Metin bölümü:
++++

24 Ekim 2012 Çarşamba

Türküm, doğruyum, biraz da sazanım...



-Sıtkı, oğlum kafayı mı yedin sen? Lan olum bu nasıl haber böyle. Hadi haberi verdin bundan başka fotoğraf bulamadın mı, gerizekalı. Ne diyecez patrona?
-Abi ne bileyim. Ben Türkçe yazıyı görünce heyecanlandım birden. İnsan gene de seviniyor.
-Sı....ma sevincine. Oğlum bak bu ilk değil, geçen ay da "Hollanda Kraliyet Ailesi'nin tuvalet kağıdı Türkiye'den gidiyor'' diye haber yaptın. Zor toparladık.
-Öyle deme abi, o haber var ya sitede en çok okunanlar listesinde iki gün boyunca en tepede kaldı. Seviyor millet böyle haberleri. Kıvanç duyuyor bir nevi.
-'Prensin poposuna Osmanlı şefkati' diye arabaşlık atmak neyin nesiydi peki?
-Abi, Osmanlı'yı bir şekilde bir yere sıkıştırmak lazımdı. Ne yapsaydım yani. Size de iyilik yaramıyor.
-Kaybol şimdi. Mailine bir basın bülteni attım. Onu haberleştir. Dünyada cep telefonuyla en çok Türkler konuşuyormuş. Akşama yetiştir onu.

++++

Yapılacaklar:
**1.** Yukarıdaki diyaloğu iki cümleyle özetleyin.
**2.** Yukarıdaki diyalogdan "Türküm, doğruyum, biraz" sözleriyle başlayıp "Ne diyecez patrona?" sözleriyle biten kısmı aynen kopyalayın.

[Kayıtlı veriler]
++++

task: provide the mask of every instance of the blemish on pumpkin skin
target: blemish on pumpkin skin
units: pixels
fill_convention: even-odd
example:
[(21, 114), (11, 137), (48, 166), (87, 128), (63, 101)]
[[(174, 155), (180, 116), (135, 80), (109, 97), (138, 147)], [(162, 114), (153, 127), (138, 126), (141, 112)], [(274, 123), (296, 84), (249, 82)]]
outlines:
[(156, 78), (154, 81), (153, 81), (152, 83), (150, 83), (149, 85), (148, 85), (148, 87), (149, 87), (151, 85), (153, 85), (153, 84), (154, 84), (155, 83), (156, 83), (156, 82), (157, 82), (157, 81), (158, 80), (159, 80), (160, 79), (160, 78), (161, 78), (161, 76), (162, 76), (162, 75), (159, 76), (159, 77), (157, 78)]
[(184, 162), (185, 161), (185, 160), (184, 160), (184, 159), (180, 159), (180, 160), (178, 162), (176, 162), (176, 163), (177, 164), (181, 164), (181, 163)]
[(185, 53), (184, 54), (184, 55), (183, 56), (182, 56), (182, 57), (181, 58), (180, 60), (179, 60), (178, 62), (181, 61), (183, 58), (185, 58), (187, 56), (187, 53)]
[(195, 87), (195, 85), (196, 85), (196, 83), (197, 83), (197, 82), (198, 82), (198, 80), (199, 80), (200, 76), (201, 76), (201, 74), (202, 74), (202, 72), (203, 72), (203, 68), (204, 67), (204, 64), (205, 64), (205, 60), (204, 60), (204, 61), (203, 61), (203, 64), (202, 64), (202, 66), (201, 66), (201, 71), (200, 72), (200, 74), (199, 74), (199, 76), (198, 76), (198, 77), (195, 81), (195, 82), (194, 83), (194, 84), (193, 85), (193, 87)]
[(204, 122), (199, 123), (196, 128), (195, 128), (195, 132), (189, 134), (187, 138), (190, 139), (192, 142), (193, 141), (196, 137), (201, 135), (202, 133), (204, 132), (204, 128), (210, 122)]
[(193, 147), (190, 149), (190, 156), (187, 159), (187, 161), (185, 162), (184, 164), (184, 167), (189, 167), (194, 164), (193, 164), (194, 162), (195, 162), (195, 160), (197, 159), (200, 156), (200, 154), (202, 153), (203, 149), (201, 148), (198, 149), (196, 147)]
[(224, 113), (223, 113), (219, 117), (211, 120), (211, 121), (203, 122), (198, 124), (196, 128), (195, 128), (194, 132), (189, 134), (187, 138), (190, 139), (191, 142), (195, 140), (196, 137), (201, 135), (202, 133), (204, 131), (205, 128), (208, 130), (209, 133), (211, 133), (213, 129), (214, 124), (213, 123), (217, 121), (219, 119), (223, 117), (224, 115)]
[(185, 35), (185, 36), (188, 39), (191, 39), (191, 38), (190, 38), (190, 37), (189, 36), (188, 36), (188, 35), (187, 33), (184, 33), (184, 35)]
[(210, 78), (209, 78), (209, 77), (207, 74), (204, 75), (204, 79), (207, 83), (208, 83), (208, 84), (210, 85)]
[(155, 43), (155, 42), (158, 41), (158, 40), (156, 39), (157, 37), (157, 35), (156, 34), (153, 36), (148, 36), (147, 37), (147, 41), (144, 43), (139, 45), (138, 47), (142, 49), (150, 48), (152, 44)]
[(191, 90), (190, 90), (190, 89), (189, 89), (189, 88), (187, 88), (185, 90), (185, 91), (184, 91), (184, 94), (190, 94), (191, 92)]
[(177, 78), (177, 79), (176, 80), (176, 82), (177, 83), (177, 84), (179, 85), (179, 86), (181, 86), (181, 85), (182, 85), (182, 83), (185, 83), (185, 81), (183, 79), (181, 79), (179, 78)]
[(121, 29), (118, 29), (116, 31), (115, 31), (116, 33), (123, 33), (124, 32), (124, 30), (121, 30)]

++++

Beklenen sonuçlar:
**1.** Sıtkı, verdiği haber ve kullandığı fotoğraf yüzünden azarlanıyor; ona geçen ay "Hollanda Kraliyet Ailesi'nin tuvalet kağıdı Türkiye'den gidiyor" diye yaptığı haber de hatırlatılıyor. Sıtkı böyle haberleri milletin sevdiğini savunsa da kendisinden, dünyada cep telefonuyla en çok Türklerin konuştuğunu bildiren basın bültenini akşama kadar haberleştirmesi isteniyor.

**2.**
Türküm, doğruyum, biraz da sazanım...



-Sıtkı, oğlum kafayı mı yedin sen? Lan olum bu nasıl haber böyle. Hadi haberi verdin bundan başka fotoğraf bulamadın mı, gerizekalı. Ne diyecez patrona?